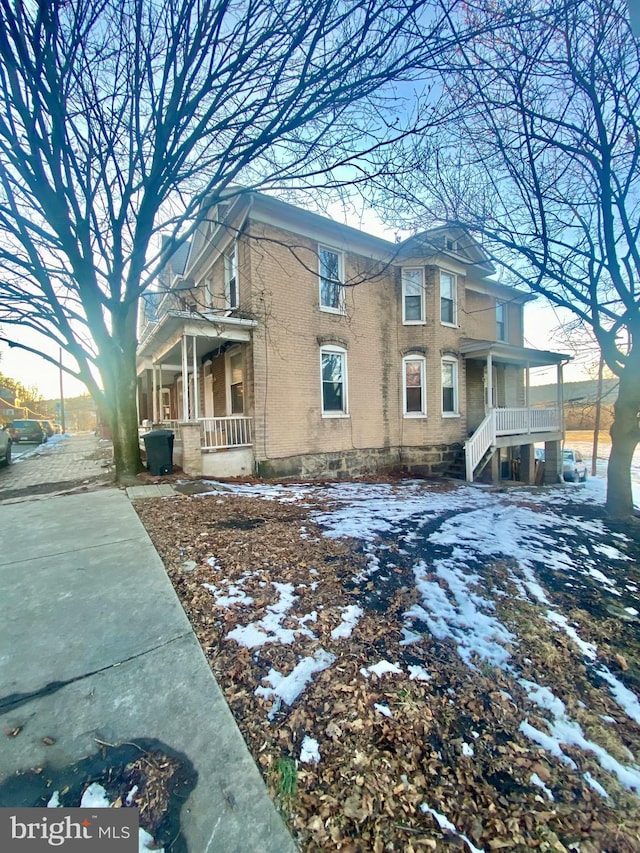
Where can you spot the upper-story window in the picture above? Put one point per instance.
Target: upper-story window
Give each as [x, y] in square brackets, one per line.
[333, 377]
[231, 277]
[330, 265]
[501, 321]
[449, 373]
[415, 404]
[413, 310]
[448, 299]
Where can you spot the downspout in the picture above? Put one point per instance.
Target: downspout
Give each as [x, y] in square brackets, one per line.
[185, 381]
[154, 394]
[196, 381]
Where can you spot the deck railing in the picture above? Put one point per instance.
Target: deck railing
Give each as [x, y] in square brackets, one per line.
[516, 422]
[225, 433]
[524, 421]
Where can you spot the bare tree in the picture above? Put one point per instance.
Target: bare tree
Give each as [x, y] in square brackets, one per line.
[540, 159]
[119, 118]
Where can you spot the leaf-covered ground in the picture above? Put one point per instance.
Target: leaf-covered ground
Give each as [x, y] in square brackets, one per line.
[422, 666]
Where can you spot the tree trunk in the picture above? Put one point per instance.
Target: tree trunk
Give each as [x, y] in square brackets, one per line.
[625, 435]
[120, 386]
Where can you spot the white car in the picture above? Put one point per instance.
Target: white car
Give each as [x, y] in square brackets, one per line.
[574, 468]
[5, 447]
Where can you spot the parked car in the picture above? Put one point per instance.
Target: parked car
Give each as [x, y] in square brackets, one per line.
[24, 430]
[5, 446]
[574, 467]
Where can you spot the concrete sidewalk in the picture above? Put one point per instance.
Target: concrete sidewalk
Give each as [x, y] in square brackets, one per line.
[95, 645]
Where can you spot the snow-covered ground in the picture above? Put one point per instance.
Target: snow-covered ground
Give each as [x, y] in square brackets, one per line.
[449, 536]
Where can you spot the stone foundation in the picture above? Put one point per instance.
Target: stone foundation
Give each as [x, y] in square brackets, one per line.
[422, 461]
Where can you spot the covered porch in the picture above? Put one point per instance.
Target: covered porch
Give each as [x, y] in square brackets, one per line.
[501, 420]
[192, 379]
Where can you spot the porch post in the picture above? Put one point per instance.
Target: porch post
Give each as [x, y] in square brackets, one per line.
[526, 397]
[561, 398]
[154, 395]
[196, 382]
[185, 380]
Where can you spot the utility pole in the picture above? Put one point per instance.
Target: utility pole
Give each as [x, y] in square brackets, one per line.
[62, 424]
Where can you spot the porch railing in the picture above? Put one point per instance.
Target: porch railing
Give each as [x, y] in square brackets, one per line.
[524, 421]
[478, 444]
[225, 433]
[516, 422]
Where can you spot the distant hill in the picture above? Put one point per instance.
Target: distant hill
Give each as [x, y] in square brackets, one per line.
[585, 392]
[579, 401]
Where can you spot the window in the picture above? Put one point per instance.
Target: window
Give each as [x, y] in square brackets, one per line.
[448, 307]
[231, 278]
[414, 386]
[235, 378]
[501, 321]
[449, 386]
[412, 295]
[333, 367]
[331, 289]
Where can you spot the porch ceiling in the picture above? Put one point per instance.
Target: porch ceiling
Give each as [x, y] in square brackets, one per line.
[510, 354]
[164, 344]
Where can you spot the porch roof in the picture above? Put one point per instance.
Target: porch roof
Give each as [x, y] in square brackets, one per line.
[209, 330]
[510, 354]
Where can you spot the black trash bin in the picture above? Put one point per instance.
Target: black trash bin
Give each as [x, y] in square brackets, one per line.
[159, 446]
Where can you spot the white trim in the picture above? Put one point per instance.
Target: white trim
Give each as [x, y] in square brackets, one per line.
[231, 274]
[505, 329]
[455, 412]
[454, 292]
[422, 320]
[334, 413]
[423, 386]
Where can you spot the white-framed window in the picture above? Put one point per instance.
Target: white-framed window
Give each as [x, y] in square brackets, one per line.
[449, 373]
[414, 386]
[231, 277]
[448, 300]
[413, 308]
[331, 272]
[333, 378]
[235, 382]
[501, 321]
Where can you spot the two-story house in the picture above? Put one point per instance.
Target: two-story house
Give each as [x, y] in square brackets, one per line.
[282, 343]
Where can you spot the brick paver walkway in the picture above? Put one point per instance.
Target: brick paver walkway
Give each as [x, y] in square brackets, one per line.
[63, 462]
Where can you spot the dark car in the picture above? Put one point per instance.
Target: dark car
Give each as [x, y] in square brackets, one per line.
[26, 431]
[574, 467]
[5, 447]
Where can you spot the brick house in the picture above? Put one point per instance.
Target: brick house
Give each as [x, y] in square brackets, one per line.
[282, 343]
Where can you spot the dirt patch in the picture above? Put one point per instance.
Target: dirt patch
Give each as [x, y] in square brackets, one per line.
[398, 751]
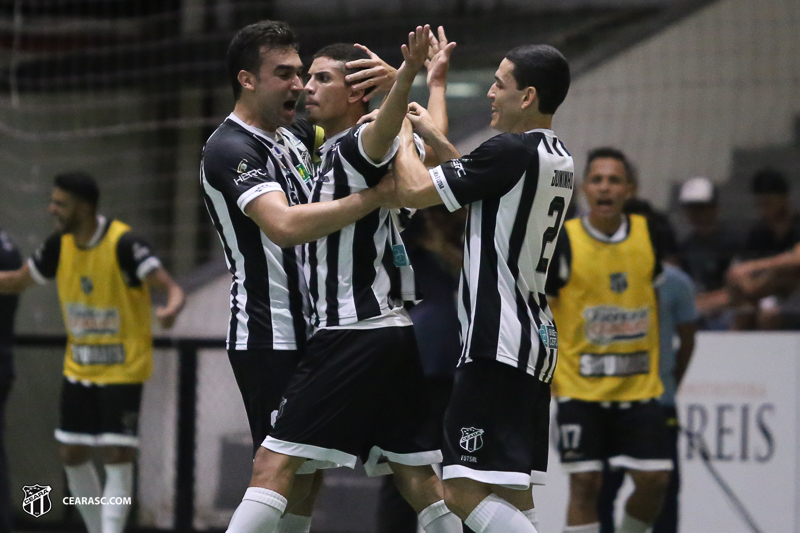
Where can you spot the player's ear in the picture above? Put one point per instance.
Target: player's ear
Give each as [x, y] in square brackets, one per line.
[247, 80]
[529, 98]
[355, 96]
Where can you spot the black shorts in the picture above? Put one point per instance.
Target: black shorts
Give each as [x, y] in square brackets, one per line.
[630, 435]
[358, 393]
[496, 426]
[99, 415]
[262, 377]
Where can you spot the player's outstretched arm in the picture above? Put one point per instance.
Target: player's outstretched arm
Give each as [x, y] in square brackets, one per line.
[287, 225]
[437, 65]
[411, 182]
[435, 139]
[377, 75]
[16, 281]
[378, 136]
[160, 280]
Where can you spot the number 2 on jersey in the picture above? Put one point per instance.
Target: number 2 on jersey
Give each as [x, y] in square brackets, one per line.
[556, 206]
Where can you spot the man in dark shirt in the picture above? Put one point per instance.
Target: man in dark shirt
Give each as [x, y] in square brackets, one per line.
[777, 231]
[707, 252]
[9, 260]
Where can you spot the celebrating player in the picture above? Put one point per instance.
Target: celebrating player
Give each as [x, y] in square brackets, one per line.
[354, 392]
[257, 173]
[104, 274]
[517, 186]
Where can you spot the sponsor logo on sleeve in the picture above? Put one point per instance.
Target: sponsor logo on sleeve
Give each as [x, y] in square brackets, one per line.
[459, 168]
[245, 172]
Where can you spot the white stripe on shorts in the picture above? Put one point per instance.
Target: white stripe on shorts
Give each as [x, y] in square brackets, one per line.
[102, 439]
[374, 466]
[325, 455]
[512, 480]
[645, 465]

● ● ●

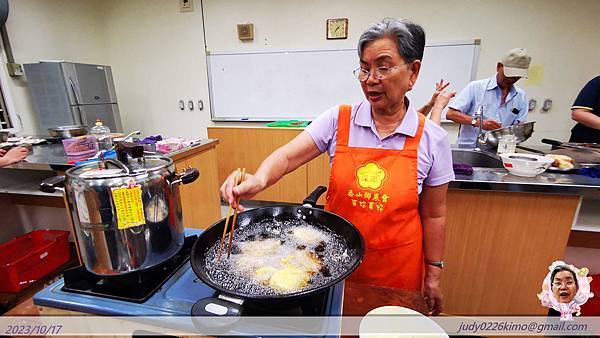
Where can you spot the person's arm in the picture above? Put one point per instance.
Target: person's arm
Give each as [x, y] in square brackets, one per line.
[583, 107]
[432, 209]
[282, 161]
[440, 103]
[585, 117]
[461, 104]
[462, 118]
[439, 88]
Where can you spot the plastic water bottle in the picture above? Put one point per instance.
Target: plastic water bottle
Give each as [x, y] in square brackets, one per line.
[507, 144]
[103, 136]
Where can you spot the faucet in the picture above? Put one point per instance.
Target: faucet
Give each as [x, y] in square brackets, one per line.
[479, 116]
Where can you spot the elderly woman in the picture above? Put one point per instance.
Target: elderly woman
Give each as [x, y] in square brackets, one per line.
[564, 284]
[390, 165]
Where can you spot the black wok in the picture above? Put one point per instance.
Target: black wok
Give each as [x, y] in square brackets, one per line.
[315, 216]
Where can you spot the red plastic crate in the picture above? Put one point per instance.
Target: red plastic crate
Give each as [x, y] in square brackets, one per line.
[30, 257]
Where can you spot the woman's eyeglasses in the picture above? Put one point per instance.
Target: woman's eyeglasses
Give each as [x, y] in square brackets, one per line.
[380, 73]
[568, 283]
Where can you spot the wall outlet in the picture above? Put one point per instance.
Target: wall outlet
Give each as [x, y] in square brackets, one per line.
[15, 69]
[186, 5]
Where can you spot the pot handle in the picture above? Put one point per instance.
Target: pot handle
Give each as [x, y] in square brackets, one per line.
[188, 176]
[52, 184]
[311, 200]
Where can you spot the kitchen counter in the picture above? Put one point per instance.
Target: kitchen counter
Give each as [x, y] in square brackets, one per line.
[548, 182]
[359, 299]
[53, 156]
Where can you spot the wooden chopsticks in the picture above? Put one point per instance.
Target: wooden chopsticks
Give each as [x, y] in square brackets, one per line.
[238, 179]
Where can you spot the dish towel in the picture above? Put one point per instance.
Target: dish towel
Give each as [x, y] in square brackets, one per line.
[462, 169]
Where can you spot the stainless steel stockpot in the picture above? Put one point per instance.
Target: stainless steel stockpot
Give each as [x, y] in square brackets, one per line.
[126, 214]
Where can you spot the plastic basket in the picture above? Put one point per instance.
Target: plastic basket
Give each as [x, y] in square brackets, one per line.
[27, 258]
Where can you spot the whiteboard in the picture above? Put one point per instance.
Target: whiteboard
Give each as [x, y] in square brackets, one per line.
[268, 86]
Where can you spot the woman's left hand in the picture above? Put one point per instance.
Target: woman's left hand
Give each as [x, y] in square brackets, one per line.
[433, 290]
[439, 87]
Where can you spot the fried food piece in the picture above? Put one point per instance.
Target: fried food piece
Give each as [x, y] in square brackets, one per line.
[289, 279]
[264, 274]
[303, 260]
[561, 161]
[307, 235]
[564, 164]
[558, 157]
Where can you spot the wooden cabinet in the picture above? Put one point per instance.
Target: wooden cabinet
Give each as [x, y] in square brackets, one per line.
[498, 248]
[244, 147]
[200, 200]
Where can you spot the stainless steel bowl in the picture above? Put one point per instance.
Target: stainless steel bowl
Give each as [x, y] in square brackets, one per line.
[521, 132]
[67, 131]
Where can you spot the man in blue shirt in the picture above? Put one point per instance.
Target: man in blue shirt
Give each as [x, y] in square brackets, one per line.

● ● ●

If a line in the listing contains the string "stone", copy it.

Where can you spot the stone foundation in the picture above? Put one point per instance.
Target: stone foundation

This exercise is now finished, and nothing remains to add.